Point-per-instance localization data
________________
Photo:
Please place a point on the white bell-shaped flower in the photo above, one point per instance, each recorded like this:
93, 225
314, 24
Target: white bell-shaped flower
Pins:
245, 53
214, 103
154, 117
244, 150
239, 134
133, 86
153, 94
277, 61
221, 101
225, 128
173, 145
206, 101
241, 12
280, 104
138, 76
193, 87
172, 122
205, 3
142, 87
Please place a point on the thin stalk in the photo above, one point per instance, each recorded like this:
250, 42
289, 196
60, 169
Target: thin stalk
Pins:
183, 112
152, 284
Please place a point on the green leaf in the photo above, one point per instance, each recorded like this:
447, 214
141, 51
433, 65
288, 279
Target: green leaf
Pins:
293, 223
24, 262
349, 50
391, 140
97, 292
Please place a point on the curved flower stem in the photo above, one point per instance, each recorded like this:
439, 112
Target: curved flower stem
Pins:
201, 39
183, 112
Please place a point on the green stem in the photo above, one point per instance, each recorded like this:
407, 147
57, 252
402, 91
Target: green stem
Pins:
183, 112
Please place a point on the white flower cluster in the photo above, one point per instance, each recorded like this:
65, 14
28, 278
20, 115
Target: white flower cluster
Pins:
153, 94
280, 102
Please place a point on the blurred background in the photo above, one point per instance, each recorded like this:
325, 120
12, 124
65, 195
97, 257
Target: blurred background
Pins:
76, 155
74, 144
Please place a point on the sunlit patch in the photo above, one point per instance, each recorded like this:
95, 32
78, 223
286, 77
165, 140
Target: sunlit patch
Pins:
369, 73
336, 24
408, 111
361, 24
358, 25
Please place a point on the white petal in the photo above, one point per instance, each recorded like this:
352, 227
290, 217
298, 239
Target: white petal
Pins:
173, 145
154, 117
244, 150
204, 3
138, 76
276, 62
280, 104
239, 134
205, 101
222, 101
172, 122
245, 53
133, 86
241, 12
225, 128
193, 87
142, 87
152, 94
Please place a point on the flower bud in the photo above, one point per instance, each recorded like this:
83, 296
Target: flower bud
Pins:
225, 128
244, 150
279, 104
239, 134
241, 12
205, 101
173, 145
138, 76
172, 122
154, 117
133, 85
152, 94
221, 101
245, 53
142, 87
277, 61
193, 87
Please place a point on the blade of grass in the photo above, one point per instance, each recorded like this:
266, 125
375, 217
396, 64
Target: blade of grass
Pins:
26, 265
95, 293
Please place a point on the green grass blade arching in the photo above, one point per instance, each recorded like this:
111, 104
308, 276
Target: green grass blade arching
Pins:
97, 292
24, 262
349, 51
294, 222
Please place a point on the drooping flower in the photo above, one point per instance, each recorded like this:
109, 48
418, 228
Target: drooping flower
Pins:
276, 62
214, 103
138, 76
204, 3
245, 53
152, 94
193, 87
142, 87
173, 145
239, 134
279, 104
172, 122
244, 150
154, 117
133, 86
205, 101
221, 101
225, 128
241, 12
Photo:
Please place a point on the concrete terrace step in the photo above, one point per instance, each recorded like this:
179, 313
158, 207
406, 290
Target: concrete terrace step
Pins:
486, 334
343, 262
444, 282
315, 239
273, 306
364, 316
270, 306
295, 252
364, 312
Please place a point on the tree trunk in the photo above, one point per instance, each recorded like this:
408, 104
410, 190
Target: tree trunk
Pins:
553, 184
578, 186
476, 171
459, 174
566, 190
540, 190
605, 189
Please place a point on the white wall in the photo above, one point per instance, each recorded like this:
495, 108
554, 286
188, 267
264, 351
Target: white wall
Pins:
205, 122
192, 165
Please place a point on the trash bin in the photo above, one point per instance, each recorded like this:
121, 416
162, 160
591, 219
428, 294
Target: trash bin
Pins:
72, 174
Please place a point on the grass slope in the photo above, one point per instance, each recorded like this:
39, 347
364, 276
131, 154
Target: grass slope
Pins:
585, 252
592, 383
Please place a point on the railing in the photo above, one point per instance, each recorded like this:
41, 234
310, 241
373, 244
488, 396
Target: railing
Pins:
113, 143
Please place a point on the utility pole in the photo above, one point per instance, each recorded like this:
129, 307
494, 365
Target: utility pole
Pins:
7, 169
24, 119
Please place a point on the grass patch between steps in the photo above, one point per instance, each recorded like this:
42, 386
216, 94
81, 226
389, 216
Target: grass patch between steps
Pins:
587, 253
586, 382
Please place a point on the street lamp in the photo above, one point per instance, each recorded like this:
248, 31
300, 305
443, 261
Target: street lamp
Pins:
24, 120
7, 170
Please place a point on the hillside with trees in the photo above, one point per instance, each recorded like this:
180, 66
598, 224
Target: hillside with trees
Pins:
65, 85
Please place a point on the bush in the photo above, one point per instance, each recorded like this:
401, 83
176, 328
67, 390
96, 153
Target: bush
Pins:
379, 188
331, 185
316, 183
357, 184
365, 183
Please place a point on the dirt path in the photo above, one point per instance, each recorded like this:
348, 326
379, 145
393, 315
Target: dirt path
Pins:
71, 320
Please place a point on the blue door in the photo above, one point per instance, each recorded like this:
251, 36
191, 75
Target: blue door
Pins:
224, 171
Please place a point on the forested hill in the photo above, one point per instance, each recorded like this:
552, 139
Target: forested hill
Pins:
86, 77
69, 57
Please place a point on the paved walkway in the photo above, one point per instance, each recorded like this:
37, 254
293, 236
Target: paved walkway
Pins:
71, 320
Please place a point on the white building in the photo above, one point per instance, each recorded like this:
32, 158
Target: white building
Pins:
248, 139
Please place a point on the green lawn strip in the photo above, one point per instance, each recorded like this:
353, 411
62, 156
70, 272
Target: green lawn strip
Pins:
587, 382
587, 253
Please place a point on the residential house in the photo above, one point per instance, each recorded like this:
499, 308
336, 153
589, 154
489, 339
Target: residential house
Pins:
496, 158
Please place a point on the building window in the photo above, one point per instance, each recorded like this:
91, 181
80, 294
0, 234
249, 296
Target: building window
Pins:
________________
» **Work to be completed**
The response has to match the records above word for word.

» **Response below**
Photo:
Please place a point on the white bell-shaped flower in the photo above, one point per instance, each recorded like this:
93, 225
314, 24
Target: white bell-shaped flower
Pins:
245, 53
214, 103
154, 117
244, 150
239, 134
133, 86
153, 94
277, 61
221, 101
225, 128
173, 145
206, 101
241, 12
280, 104
138, 76
193, 87
172, 122
205, 3
142, 87
Please place a point on the thin stalk in the photo above, one point per instance, each recorded like this:
250, 42
289, 196
60, 169
Target: thin stalk
Pins:
183, 112
152, 284
Please place a point on the green leaf in the photo above, one point per instance, each recorded like this:
447, 214
141, 51
433, 65
288, 279
Target: green leaf
Pins:
293, 223
24, 262
349, 50
391, 140
97, 292
Please place a point on the curved flower stem in the photo above, one point per instance, each recorded like this:
439, 112
Target: curved flower stem
Pins:
201, 39
183, 112
Please place a point on the green stem in the photo above, one point per instance, each recorded like this:
407, 147
57, 252
402, 91
Target: green stem
Pins:
183, 112
Please place a point on the white flower cluster in the photo above, one point per instance, each recorded like this:
65, 14
28, 278
20, 115
Target: white flower cluster
Pins:
153, 94
280, 102
Please place a point on the blurred background in the photo above, one point per instance, each recorded like this:
325, 120
12, 124
65, 195
97, 257
Target: blurred background
Pins:
76, 155
74, 144
Please place a point on the sunlit patch in the photo above, one point per instance, each recorded like this:
95, 32
78, 223
286, 77
165, 140
Target: sunlit patch
Pins:
369, 73
336, 24
408, 111
361, 24
358, 25
Please place a point on the white petal in the photo above, one point per instance, each recorded like this:
352, 227
290, 217
298, 239
Target: white petal
Pins:
173, 145
154, 117
244, 150
204, 3
138, 76
276, 62
280, 104
239, 134
205, 101
222, 101
172, 122
245, 53
133, 86
241, 12
225, 128
193, 87
142, 87
152, 94
Please place a point on the flower bud in the photo above, one point per instance, each recorded like this:
83, 296
Target: flower bud
Pins:
225, 128
244, 150
279, 104
239, 134
241, 12
205, 101
173, 145
138, 76
172, 122
154, 117
133, 85
152, 94
221, 101
245, 53
142, 87
277, 61
193, 87
Please place a point on the blade of grass in the photo above, one point per instance, each recorded like this:
266, 125
375, 217
396, 64
Target: blade of grass
Pins:
26, 265
95, 293
Please place a point on the green grass blade arching in the photo above, one point per instance, each recorded like this:
111, 104
308, 276
Target: green grass blade arching
Pins:
97, 292
24, 262
349, 51
294, 222
Please place a point on the drooping flower in the photo above, one point per instance, each recorded like this:
109, 48
418, 228
Target: drooping flower
Pins:
276, 62
214, 103
138, 76
204, 3
245, 53
152, 94
193, 87
142, 87
173, 145
239, 134
279, 104
172, 122
244, 150
154, 117
133, 86
205, 101
221, 101
225, 128
241, 12
Photo:
Please place a point on the concrete terrace step in the photo above, one point per instance, each recorded like this:
179, 313
158, 207
406, 290
Target: concrete terrace step
Pins:
486, 334
343, 262
444, 282
315, 239
273, 306
364, 316
270, 306
295, 252
364, 312
Please place a point on the tree trunk in the photo above, one point per instance, each recorded like this:
408, 104
410, 190
Target: tree trunk
Pins:
553, 184
578, 186
476, 171
459, 174
566, 190
540, 190
605, 189
Please place a point on the white wall in the photo above, one point per instance, each recorded like this:
495, 108
554, 286
188, 267
264, 351
Target: white wall
Pins:
205, 122
192, 165
Please place a point on the trash bin in the photo above, one point per instance, each recorded like this:
121, 416
162, 160
591, 219
428, 294
Target: trash bin
Pins:
72, 174
Please place a point on the grass slope in the photo above, one point per instance, each recorded like this:
39, 347
364, 276
131, 154
Target: grass slope
Pins:
585, 252
592, 383
Please place a point on the railing in the photo above, one point per instance, each recorded like this:
41, 234
310, 241
373, 244
488, 396
Target: railing
Pins:
113, 143
Please place a point on the utility pole in the photo above, one point per instance, each recorded like this:
129, 307
494, 365
Target: utility pole
Pins:
7, 169
24, 119
Please place a point on the grass patch between steps in the photo above, one point per instance, each recorded like this:
42, 386
216, 94
81, 226
389, 216
Target: grass patch between steps
Pins:
587, 253
586, 382
Please place a point on the street lamp in the photo above, one point per instance, each recorded like this:
248, 31
300, 305
443, 261
Target: street lamp
Pins:
24, 120
7, 170
Please place a point on the hillside with trees in the photo above, one point per instance, each recorded like this:
180, 66
598, 224
Target: hillside with trees
Pins:
65, 85
Please place a point on the bush in the photo above, one point per instance, each recorded like this:
401, 83
176, 328
67, 390
96, 153
Target: bush
Pins:
379, 188
331, 185
316, 183
357, 184
365, 183
Please place a point on the dirt path in the photo above, one point per instance, each recorded like this:
348, 326
379, 145
393, 315
Target: dirt path
Pins:
71, 320
Please place a point on the blue door in the photo above, one point per instance, each recorded like this:
251, 36
191, 75
Target: blue door
Pins:
224, 171
Please place a point on the forested hill in the photo above, one point per instance, each recorded like this:
552, 139
Target: forested hill
Pins:
86, 77
69, 57
Please place a point on the paved walkway in the photo above, one point per instance, each recorded like this:
37, 254
293, 236
Target: paved walkway
Pins:
71, 320
Please place a point on the white building in the photo above, one point per instance, each recorded like this:
32, 158
Target: white building
Pins:
248, 139
Please place a point on the green lawn strip in the photo above, one point per instance, each recorded like this:
353, 411
62, 156
70, 272
Target: green lawn strip
Pins:
587, 382
587, 253
Please place a point on the residential house in the photo above, one point per instance, each recorded like this:
499, 308
336, 153
589, 154
489, 339
Target: residential house
Pins:
496, 158
Please place a point on the building window in the photo above, one point per instance, each recorded like this:
91, 181
80, 294
0, 234
249, 296
Target: building window
Pins:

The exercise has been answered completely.